>> START Document section
In Sectionย 8.2, we learned how to rationalize the denominator in simple expressions like $\frac{1}{\sqrt{2}}\text{.}$ We will briefly review this topic and then extend the concept to the next level.

### Subsection14.3.1A Review of Rationalizing the Denominator

To remove radicals from the denominator of $\frac{1}{\sqrt{2}}\text{,}$ we multiply the numerator and denominator by $\sqrt{2}\text{:}$

\begin{align*} \frac{1}{\sqrt{2}}\amp=\frac{1}{\sqrt{2}}\multiplyright{\frac{\sqrt{2}}{\sqrt{2}}}\\ \amp=\frac{\sqrt{2}}{2} \end{align*}

We used the property:

\begin{equation*} \sqrt{x}\cdot\sqrt{x}=x,\text{ where }x\text{ is positive} \end{equation*}
###### Example14.3.2

Rationalize the denominator of the expressions.
>> END Document section
>> START Excerpted records
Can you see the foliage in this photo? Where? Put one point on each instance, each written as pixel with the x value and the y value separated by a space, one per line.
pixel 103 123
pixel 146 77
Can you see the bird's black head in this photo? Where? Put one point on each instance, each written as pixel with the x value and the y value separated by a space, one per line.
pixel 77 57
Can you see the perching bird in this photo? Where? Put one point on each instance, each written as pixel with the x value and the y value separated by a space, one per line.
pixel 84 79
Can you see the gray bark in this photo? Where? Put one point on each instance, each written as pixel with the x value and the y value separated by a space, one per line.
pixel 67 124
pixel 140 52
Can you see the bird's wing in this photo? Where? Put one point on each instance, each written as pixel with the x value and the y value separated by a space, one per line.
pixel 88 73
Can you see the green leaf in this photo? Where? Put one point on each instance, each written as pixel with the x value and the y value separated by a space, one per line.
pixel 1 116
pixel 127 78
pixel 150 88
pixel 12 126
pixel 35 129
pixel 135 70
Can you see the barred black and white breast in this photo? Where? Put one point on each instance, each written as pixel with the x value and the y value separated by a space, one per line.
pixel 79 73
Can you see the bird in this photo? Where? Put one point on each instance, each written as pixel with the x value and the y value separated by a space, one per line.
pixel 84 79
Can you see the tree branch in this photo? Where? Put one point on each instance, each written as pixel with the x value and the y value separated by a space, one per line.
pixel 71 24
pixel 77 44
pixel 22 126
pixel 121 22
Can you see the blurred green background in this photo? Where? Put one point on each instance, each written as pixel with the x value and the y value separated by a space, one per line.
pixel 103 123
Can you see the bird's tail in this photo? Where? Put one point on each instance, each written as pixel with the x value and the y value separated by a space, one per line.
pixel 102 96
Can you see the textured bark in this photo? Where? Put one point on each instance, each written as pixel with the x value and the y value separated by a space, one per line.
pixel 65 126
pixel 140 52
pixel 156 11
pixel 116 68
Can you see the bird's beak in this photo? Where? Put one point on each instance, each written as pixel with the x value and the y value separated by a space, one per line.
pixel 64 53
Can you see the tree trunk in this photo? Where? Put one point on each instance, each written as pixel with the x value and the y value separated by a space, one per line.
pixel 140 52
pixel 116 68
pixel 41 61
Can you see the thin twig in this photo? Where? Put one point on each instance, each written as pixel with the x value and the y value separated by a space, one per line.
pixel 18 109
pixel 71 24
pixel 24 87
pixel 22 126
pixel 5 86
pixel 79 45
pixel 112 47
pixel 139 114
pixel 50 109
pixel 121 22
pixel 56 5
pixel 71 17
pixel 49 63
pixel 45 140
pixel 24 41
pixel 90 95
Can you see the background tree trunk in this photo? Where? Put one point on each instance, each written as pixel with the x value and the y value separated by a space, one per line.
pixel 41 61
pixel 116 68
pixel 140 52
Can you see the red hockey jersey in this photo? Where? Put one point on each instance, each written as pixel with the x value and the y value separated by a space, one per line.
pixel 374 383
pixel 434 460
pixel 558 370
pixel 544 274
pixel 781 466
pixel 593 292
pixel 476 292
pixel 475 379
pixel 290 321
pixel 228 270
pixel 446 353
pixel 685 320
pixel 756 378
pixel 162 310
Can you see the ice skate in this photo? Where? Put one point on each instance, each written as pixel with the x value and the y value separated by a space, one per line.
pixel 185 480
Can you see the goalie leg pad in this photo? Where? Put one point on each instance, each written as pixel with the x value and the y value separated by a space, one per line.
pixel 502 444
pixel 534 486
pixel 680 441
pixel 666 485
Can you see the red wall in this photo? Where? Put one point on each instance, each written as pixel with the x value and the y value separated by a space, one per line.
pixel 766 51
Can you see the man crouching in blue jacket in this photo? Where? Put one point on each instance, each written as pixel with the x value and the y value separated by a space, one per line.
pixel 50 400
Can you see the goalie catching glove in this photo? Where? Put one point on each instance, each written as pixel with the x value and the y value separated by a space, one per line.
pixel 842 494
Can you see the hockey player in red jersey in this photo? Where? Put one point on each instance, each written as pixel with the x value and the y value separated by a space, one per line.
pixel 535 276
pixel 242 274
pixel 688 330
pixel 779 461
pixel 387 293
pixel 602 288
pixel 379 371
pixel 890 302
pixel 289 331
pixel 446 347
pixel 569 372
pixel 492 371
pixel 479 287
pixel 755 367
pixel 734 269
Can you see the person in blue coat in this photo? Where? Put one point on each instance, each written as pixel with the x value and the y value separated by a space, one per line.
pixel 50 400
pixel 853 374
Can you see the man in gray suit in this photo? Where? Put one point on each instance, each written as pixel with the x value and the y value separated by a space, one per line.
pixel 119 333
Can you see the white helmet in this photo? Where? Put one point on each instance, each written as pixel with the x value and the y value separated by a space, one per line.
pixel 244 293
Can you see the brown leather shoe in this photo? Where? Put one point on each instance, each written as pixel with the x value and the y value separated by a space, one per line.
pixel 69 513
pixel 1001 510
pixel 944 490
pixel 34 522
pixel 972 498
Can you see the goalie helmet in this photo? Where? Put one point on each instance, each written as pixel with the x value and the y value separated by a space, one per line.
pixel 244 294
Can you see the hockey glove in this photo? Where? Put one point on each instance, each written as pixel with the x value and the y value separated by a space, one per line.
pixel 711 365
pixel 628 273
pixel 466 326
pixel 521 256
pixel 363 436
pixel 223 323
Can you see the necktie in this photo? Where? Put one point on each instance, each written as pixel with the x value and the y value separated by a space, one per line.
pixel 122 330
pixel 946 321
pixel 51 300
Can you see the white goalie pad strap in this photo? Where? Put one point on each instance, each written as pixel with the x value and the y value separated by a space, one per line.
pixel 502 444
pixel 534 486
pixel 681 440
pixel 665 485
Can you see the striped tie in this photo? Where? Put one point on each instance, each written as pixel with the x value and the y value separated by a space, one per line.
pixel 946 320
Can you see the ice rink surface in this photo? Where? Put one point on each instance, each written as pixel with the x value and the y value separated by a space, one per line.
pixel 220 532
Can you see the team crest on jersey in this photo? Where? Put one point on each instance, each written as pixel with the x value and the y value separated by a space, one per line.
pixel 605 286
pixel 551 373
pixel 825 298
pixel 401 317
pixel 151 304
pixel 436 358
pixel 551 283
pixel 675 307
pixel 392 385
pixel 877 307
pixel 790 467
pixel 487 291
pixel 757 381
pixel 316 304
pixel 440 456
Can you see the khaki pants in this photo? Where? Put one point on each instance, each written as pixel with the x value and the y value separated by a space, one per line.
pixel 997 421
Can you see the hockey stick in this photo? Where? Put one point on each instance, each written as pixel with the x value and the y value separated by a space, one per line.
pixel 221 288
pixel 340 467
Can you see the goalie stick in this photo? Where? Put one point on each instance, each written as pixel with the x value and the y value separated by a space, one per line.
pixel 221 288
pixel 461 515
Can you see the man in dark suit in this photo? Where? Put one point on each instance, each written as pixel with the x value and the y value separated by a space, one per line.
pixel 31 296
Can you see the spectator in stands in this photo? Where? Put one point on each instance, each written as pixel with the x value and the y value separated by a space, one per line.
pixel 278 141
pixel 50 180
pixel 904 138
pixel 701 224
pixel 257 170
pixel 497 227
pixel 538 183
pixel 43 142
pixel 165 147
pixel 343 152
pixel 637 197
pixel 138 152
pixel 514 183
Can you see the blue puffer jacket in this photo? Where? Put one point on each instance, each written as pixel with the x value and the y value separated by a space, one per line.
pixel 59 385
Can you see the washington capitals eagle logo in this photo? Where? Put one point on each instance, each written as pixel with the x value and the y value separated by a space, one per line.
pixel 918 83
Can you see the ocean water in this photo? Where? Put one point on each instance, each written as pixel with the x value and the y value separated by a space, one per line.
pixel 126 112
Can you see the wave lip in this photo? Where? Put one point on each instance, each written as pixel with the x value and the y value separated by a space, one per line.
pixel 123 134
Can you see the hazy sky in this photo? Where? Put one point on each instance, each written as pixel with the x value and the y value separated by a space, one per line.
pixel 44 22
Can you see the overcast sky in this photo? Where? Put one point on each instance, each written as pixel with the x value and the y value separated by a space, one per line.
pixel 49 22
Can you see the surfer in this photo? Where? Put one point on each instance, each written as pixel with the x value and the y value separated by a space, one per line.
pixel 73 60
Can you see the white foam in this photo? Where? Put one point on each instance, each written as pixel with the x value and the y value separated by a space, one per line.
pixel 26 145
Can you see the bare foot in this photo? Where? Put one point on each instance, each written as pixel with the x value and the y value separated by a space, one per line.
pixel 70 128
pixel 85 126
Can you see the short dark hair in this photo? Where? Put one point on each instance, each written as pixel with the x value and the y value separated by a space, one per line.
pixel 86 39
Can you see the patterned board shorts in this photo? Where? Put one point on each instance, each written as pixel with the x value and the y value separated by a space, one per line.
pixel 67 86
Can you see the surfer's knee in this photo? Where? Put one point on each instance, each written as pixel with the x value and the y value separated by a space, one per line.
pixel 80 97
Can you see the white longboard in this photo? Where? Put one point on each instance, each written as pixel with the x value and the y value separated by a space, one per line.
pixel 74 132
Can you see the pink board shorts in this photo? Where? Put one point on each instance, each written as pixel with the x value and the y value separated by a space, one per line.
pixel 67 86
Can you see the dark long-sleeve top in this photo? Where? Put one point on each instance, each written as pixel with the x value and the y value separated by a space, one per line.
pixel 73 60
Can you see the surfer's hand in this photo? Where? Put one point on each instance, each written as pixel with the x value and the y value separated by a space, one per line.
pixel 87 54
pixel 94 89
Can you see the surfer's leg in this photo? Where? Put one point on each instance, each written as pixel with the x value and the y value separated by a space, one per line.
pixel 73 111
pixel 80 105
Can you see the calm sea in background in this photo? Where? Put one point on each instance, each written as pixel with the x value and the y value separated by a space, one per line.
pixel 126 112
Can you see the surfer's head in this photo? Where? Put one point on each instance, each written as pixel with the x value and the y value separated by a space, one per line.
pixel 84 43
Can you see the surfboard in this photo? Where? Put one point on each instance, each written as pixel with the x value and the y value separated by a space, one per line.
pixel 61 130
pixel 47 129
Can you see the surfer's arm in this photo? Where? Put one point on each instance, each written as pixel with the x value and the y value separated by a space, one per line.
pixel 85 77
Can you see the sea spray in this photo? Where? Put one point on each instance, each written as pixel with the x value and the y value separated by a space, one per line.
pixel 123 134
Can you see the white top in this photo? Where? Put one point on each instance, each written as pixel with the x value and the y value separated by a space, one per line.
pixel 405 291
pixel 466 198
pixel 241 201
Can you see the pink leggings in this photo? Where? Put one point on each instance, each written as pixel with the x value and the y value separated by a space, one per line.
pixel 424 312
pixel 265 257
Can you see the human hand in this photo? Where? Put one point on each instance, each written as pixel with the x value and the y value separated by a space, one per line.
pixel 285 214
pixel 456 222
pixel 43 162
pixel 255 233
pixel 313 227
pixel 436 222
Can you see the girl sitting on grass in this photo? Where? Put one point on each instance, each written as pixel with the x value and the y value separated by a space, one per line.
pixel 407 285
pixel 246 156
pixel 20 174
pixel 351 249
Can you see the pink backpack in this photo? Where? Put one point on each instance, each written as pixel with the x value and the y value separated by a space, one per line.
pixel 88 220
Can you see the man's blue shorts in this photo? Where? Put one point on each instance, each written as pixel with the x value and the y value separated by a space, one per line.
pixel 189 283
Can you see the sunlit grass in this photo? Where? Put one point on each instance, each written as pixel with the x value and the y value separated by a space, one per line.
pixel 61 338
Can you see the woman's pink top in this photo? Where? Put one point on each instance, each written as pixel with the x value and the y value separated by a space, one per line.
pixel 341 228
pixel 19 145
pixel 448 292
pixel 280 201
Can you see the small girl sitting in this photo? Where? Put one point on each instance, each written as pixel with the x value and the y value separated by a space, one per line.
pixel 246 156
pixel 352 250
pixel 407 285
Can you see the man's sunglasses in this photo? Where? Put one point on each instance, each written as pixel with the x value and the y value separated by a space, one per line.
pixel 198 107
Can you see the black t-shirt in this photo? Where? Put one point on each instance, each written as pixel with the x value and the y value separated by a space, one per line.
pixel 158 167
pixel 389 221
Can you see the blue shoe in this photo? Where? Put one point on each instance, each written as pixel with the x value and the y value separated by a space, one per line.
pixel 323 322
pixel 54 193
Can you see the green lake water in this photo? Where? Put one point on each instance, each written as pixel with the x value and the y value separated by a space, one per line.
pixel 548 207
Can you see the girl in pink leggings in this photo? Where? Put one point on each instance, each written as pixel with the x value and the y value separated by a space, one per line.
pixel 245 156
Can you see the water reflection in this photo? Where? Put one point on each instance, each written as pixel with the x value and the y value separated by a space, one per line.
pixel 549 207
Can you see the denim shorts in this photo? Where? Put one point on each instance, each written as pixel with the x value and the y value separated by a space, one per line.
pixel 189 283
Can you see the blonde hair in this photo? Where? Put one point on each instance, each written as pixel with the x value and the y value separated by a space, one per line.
>> END Excerpted records
Aim of the exercise: Rewrite the passage on rationalizing the denominator, starting with "### Subsection14.3.1A Review" and going on through "of the expressions.", and swap "property" for "identity". Work only from the passage on rationalizing the denominator.

Response to the task:
### Subsection14.3.1A Review of Rationalizing the Denominator

To remove radicals from the denominator of $\frac{1}{\sqrt{2}}\text{,}$ we multiply the numerator and denominator by $\sqrt{2}\text{:}$

\begin{align*} \frac{1}{\sqrt{2}}\amp=\frac{1}{\sqrt{2}}\multiplyright{\frac{\sqrt{2}}{\sqrt{2}}}\\ \amp=\frac{\sqrt{2}}{2} \end{align*}

We used the identity:

\begin{equation*} \sqrt{x}\cdot\sqrt{x}=x,\text{ where }x\text{ is positive} \end{equation*}
###### Example14.3.2

Rationalize the denominator of the expressions.